→ Stored rows
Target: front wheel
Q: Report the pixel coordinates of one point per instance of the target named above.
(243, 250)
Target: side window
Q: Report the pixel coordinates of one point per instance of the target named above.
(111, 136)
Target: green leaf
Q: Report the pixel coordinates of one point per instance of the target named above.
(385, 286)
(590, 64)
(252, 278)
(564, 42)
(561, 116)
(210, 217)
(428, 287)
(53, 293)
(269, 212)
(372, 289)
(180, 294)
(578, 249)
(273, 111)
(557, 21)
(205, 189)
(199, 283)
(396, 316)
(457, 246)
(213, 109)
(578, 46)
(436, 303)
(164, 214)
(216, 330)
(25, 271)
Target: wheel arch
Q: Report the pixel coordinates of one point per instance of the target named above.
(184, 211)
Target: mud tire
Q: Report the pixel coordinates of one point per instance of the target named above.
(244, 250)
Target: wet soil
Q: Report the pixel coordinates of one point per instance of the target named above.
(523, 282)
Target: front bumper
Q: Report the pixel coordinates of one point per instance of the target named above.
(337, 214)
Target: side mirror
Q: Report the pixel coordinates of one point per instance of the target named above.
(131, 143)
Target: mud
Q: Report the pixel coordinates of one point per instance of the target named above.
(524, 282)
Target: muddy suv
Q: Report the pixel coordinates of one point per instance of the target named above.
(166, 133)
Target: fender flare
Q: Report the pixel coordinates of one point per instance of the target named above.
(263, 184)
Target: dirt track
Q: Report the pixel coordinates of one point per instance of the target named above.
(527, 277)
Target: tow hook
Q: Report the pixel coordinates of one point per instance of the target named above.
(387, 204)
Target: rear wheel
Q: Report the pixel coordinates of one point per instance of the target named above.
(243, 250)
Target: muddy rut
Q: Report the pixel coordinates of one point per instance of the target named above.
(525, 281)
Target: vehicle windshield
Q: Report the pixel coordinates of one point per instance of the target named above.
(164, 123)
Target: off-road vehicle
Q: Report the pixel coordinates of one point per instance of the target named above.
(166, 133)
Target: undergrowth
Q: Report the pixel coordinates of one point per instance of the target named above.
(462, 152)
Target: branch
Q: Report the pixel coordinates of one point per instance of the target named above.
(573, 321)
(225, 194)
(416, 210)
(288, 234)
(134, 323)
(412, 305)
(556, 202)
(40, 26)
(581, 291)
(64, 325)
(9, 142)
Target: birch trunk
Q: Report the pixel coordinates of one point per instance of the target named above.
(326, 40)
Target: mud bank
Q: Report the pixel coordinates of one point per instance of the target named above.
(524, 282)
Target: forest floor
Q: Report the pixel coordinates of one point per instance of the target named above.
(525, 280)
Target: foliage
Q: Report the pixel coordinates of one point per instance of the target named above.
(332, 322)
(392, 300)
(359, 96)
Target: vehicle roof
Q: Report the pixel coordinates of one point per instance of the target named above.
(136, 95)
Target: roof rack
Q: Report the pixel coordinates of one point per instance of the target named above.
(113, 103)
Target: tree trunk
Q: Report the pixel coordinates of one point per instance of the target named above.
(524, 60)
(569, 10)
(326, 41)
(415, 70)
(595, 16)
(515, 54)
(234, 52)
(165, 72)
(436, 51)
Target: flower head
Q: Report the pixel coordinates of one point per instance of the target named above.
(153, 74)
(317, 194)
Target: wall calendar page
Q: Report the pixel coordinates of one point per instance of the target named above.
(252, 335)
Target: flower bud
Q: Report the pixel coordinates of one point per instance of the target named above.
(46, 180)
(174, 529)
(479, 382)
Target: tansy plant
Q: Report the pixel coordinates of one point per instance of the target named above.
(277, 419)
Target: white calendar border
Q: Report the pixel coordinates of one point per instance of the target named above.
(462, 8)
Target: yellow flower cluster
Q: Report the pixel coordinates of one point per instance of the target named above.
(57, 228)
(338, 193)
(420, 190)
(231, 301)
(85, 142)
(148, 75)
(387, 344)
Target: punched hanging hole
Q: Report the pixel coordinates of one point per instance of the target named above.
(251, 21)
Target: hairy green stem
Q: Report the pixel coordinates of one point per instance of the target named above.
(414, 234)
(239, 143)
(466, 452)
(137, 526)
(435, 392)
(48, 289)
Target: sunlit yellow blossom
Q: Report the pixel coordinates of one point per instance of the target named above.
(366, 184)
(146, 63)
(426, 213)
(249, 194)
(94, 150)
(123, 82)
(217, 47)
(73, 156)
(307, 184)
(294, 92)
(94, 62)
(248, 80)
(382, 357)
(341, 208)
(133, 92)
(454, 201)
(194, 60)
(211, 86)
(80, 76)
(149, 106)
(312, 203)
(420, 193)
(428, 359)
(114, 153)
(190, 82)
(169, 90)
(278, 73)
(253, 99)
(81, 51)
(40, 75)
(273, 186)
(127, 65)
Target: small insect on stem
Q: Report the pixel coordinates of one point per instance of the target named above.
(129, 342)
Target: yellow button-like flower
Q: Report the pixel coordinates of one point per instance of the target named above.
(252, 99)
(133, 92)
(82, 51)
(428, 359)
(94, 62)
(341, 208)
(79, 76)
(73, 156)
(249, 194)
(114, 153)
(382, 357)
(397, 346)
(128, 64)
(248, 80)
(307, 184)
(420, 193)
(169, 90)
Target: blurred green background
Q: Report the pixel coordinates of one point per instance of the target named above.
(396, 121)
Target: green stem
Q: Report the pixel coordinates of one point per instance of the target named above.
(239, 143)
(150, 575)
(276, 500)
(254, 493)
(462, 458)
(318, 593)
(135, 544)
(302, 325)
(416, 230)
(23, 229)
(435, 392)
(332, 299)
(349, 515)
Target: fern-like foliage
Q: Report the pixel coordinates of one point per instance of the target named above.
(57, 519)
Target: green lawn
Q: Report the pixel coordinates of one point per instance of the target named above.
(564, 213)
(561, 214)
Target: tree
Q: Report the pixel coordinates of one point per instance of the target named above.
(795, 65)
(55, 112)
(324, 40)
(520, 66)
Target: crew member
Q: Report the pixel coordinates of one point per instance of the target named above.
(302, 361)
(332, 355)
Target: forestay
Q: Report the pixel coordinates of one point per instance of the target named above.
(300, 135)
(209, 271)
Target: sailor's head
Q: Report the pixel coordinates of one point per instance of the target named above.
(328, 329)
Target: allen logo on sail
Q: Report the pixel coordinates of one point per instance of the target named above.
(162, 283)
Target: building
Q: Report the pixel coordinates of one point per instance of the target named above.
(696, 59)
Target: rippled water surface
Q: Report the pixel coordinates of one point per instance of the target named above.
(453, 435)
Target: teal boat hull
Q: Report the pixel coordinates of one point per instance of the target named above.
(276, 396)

→ Exercise aim
Rewrite all of the data above, putting "image coordinates" wherever "pixel coordinates" appears and leaving everything else the same.

→ Output of the task
Target: front wheel
Q: Report the image coordinates of one point per instance of the target named above.
(243, 250)
Target: side window
Q: Report the image coordinates of one point per instance of the target named above.
(111, 136)
Target: green leaf
Q: Report the image coordinates of one point per instance of the target named above.
(385, 286)
(590, 64)
(252, 278)
(564, 42)
(561, 116)
(210, 217)
(428, 287)
(53, 293)
(269, 212)
(372, 289)
(180, 294)
(578, 249)
(273, 111)
(557, 21)
(205, 189)
(199, 283)
(396, 316)
(457, 246)
(213, 109)
(578, 46)
(436, 303)
(164, 214)
(216, 330)
(25, 271)
Target: wheel arch
Q: Report the image coordinates of one point per instance of the target named above.
(184, 211)
Target: mud tire
Q: Report the image coordinates of one point per instance of the target named above.
(244, 250)
Target: wet soil
Q: Report the image coordinates of one point per instance of the target named above.
(523, 282)
Target: front bumper
Q: Report the image coordinates of one point per instance of the target named above.
(337, 214)
Target: side mirror
Q: Report the image coordinates of one point per instance of the target named above.
(131, 143)
Target: mud
Q: Report the image coordinates of one point per instance of the target named above.
(524, 282)
Target: muddy suv
Q: Report the image coordinates of one point per instance of the target named above.
(166, 133)
Target: fender flare
Q: Report the image coordinates of one point per instance of the target named above.
(263, 184)
Target: dirt track
Q: Report the image coordinates of one point per instance of the target named above.
(527, 277)
Target: tow hook
Q: Report the image coordinates of one point per instance of the target named above.
(387, 204)
Target: rear wheel
Q: Report the image coordinates of one point per instance of the target named above.
(243, 250)
Target: muddy rut
Q: Report the image coordinates of one point per instance of the target named above.
(525, 281)
Target: vehicle windshield
Q: Report the image coordinates of one point per instance of the target named above.
(164, 123)
Target: off-road vehicle
Q: Report the image coordinates of one point per instance of the target named above.
(166, 133)
Target: undergrowth
Q: Report the image coordinates of one point per instance of the target named above.
(462, 152)
Target: branch
Q: Report the image coordinates of one point per instance of the target named above.
(573, 321)
(225, 194)
(416, 210)
(288, 234)
(134, 323)
(412, 305)
(556, 202)
(40, 26)
(581, 291)
(64, 325)
(9, 142)
Target: birch trunk
Q: Report the image coordinates of one point per instance of the target named above.
(326, 40)
Target: mud bank
Q: Report the image coordinates of one point per instance of the target named above.
(524, 282)
Target: forest floor
Q: Report the image coordinates of one point per instance of the target named above.
(525, 280)
Target: foliage
Q: Report the image coordinates of one point per instance of the target named above.
(332, 322)
(392, 300)
(359, 96)
Target: vehicle roof
Q: Report the image coordinates of one point per instance of the target named above.
(136, 95)
Target: roof rack
Q: Report the image coordinates of one point per instance of the target named above.
(113, 103)
Target: tree trunk
Q: Report the image coordinates of one point per instance of the target named above.
(524, 60)
(569, 10)
(326, 41)
(415, 70)
(595, 16)
(515, 54)
(234, 52)
(165, 72)
(436, 51)
Target: flower head
Q: Report the image coordinates of one point per instance of the target named above.
(153, 74)
(317, 194)
Target: wall calendar page
Q: Report the image coordinates of one point per instance of the target named above.
(252, 335)
Target: flower bud
Q: Report the image coordinates of one point per instance of the target named above.
(46, 180)
(174, 529)
(479, 382)
Target: tansy plant
Q: Report the image coordinates of one point per instance of the target named above.
(277, 419)
Target: white calendar border
Q: Report the image coordinates of one point per instance of the target named above.
(462, 8)
Target: yellow flower cluster
Q: Report the image coordinates of one point per instance of the target named above.
(57, 228)
(338, 193)
(420, 190)
(231, 301)
(85, 142)
(148, 75)
(387, 344)
Target: punched hanging hole
Q: Report the image coordinates of one point per instance of the target named above.
(251, 21)
Target: hairy green stem
Q: Report the image coordinates of one point per instance of the target named above.
(414, 234)
(239, 143)
(466, 452)
(137, 526)
(435, 392)
(48, 289)
Target: sunlit yellow blossom
Q: Report the image coordinates of one point per instance of the target named above.
(366, 184)
(146, 63)
(426, 213)
(249, 194)
(94, 150)
(123, 82)
(217, 47)
(73, 156)
(307, 184)
(294, 92)
(94, 62)
(248, 80)
(382, 357)
(341, 208)
(133, 92)
(454, 201)
(194, 60)
(211, 86)
(80, 76)
(149, 106)
(312, 203)
(420, 193)
(428, 359)
(114, 153)
(190, 82)
(169, 90)
(278, 73)
(253, 99)
(81, 51)
(40, 75)
(273, 186)
(127, 65)
Target: small insect on stem
Q: Report the image coordinates of one point per instance of the target named above.
(129, 342)
Target: yellow button-like flower
Q: Report the image coordinates of one point per instance of the target named above.
(252, 99)
(133, 92)
(82, 51)
(428, 359)
(94, 62)
(341, 208)
(79, 76)
(73, 156)
(249, 194)
(114, 153)
(382, 357)
(397, 346)
(128, 64)
(248, 80)
(307, 184)
(420, 193)
(169, 90)
Target: blurred green background
Q: Report the image coordinates of one point per instance of the target named above.
(396, 121)
Target: green stem
Q: Report the image coordinates of one point per instance of the target named above.
(239, 143)
(150, 575)
(276, 500)
(254, 493)
(462, 458)
(318, 593)
(135, 544)
(302, 325)
(416, 230)
(23, 229)
(435, 392)
(332, 299)
(349, 515)
Target: fern-like foliage
Q: Report the image coordinates of one point per instance of the target named above.
(57, 519)
Target: green lawn
Q: Report the image coordinates of one point per instance of the target named above.
(564, 213)
(561, 214)
Target: tree
Q: Report the image coordinates of one point per instance of the target named above.
(795, 65)
(55, 112)
(324, 40)
(520, 66)
Target: crew member
Q: Report the image coordinates of one point per instance of the target named above.
(302, 361)
(332, 355)
Target: forestay
Q: Report the image coordinates of one point per instance of the target named above.
(300, 135)
(209, 271)
Target: sailor's head
Q: Report the image coordinates of one point per instance of the target named above.
(328, 329)
Target: allen logo on sail
Q: Report the image coordinates of one point per instance of the target named above.
(162, 283)
Target: building
Q: Report the image coordinates of one point per instance of the target named above.
(696, 59)
Target: rippled water surface
Q: Report the image coordinates of one point per instance of the target named above.
(453, 435)
Target: teal boat hull
Q: Report the image coordinates of one point per instance of the target named above.
(276, 396)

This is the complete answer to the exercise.